▸ **Brief**:
Report every line below that contains the string "Target", copying each such line in full. Case counts.

*** Material for this task

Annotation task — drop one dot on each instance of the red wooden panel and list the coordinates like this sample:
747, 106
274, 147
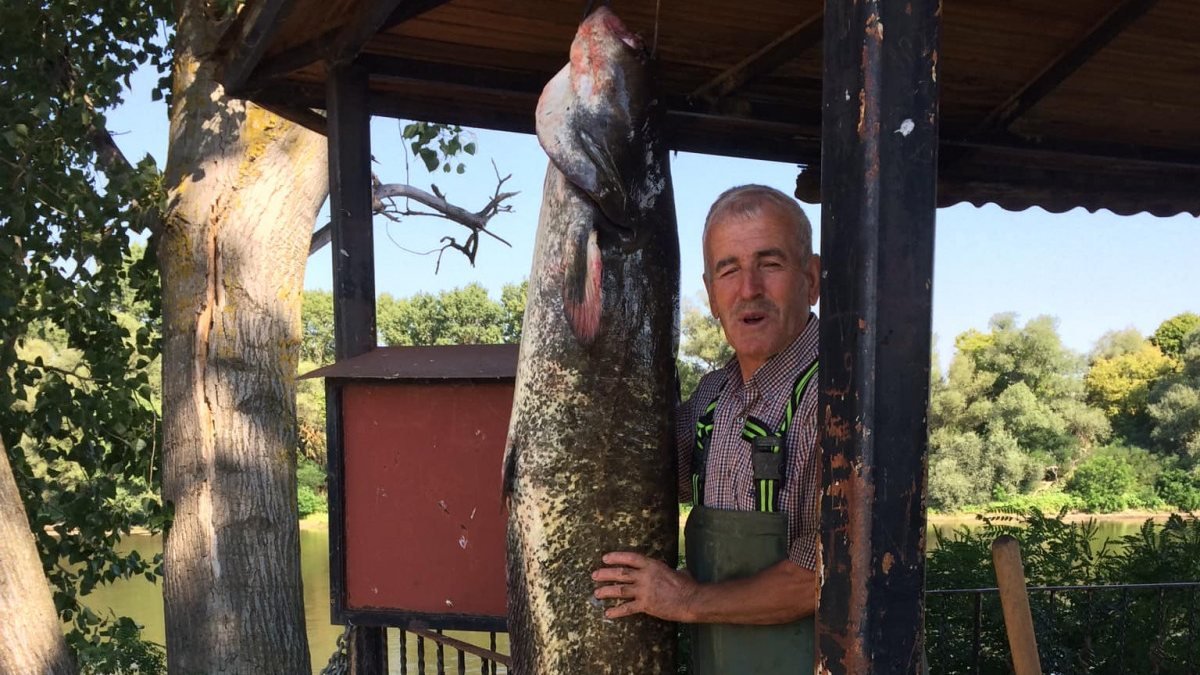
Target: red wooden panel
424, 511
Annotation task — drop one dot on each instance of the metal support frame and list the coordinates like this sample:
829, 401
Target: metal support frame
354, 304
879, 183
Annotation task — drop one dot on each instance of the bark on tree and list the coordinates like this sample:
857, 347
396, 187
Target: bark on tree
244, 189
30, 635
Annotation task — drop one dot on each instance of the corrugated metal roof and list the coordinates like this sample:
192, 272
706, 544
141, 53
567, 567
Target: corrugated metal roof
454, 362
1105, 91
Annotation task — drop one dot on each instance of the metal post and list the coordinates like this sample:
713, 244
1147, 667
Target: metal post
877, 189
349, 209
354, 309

******
*** Material for this task

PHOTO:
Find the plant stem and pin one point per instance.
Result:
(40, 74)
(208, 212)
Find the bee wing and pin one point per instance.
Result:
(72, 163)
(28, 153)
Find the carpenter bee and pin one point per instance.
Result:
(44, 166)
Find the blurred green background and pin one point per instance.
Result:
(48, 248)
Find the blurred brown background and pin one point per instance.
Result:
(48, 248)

******
*** Material for this task

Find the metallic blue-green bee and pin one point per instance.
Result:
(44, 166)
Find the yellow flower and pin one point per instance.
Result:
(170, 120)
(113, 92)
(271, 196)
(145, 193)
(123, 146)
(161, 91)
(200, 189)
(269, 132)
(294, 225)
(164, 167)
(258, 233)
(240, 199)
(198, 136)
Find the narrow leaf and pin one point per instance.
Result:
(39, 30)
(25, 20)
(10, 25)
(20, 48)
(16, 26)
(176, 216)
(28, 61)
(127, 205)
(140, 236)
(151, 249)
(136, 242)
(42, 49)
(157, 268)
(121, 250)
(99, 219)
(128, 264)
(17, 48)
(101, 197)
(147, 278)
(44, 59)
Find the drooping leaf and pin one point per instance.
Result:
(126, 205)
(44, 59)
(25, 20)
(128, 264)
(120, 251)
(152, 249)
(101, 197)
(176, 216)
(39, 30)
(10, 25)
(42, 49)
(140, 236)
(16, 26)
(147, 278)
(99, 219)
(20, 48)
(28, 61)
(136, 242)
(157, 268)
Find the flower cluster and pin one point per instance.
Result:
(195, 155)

******

▸ **Answer for the task**:
Target: red wooden panel
Target: metal support frame
Target: bark on tree
Target: corrugated metal roof
Target: metal post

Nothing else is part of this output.